━━ Records for processing ━━

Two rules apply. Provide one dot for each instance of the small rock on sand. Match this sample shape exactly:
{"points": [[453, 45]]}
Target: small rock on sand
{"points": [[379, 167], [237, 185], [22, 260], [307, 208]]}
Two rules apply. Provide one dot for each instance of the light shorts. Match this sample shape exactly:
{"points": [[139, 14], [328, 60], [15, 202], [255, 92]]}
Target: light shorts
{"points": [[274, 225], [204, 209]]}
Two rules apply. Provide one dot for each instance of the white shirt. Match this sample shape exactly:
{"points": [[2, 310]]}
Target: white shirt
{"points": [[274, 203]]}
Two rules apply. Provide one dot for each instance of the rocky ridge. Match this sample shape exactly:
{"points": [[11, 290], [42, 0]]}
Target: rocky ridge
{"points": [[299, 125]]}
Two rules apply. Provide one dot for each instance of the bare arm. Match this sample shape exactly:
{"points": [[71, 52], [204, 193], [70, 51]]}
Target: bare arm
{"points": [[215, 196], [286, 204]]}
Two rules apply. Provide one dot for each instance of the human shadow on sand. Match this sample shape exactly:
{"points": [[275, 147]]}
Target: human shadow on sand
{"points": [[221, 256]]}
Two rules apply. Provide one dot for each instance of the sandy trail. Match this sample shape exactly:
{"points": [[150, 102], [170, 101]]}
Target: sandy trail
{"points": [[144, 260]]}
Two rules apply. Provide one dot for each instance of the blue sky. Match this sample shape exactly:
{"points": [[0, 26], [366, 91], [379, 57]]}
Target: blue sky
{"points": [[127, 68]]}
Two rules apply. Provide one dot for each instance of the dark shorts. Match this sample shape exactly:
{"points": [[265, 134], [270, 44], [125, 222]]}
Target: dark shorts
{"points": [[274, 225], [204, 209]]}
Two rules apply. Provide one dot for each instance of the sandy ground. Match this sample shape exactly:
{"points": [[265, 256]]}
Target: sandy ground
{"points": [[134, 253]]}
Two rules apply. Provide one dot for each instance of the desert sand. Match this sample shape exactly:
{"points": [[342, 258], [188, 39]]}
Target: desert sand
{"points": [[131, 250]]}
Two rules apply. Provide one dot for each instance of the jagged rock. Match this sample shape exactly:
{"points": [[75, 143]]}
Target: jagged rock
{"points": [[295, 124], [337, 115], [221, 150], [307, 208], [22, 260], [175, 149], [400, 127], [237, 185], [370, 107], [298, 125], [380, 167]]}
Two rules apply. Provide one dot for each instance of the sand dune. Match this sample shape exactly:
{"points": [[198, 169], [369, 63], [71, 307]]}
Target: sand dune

━━━

What the task asks
Without altering anything, print all of the data again.

Result for this exercise
Two rules apply. Provide one dot for each instance of the small rock on sand. Match this sample shape exactly:
{"points": [[453, 45]]}
Target: small rock on sand
{"points": [[379, 167], [237, 185], [22, 260], [307, 208]]}
Two rules apply. Provide one dot for each instance of the light shorts. Match this sample shape exactly:
{"points": [[139, 14], [328, 60], [15, 202], [255, 92]]}
Target: light shorts
{"points": [[274, 225], [204, 209]]}
Two rules apply. Provide one dot for each instance of the white shirt. Match this sample shape exactly:
{"points": [[2, 310]]}
Target: white shirt
{"points": [[274, 203]]}
Two rules apply. Provide one dot for each instance of the rocky ridge. Match this sample shape exactly:
{"points": [[11, 290], [42, 0]]}
Target: rocky ridge
{"points": [[299, 125]]}
Two rules apply. Provide one dot for each instance of the bare arm. Match this sample shape exactly:
{"points": [[71, 52], [204, 193], [70, 51]]}
Target: bare arm
{"points": [[215, 196], [286, 204]]}
Two rules apply. Provide one dot for each instance of the human shadow on sand. Match this sample shape exactly:
{"points": [[275, 147]]}
Target: human shadow on sand
{"points": [[221, 256]]}
Two rules apply. Provide one dot for each instance of the sandy trail. Match this sample shape exactly:
{"points": [[150, 102], [170, 101]]}
Target: sandy trail
{"points": [[144, 260]]}
Two rules apply. Provide one dot for each instance of the blue sky. Match this sample shape exactly:
{"points": [[0, 26], [366, 91], [379, 57]]}
Target: blue sky
{"points": [[127, 68]]}
Two rules apply. Provide one dot for each instance of the dark shorts. Match this sample shape exactly:
{"points": [[265, 134], [270, 44], [125, 222]]}
Target: dark shorts
{"points": [[274, 225], [204, 209]]}
Two rules apply. Provide one dot for each instance of the sandy ground. Match this sample shape exactly:
{"points": [[265, 256]]}
Target: sandy ground
{"points": [[134, 253]]}
Two rules apply. Provide one dot for each instance of the desert sand. Match this sample shape exactly:
{"points": [[342, 258], [188, 39]]}
Target: desert sand
{"points": [[131, 250]]}
Two rules apply. Provide one dot for each instance of the jagged rock. Match this sample shape exactly:
{"points": [[75, 143]]}
Target: jagged rock
{"points": [[295, 124], [337, 115], [221, 150], [307, 208], [22, 260], [175, 149], [400, 127], [237, 185], [370, 107], [298, 125], [380, 167]]}
Two rules apply. Provide one dot for each instance of the sand dune. Match this sample shape exactly:
{"points": [[198, 169], [369, 63], [71, 307]]}
Target: sand dune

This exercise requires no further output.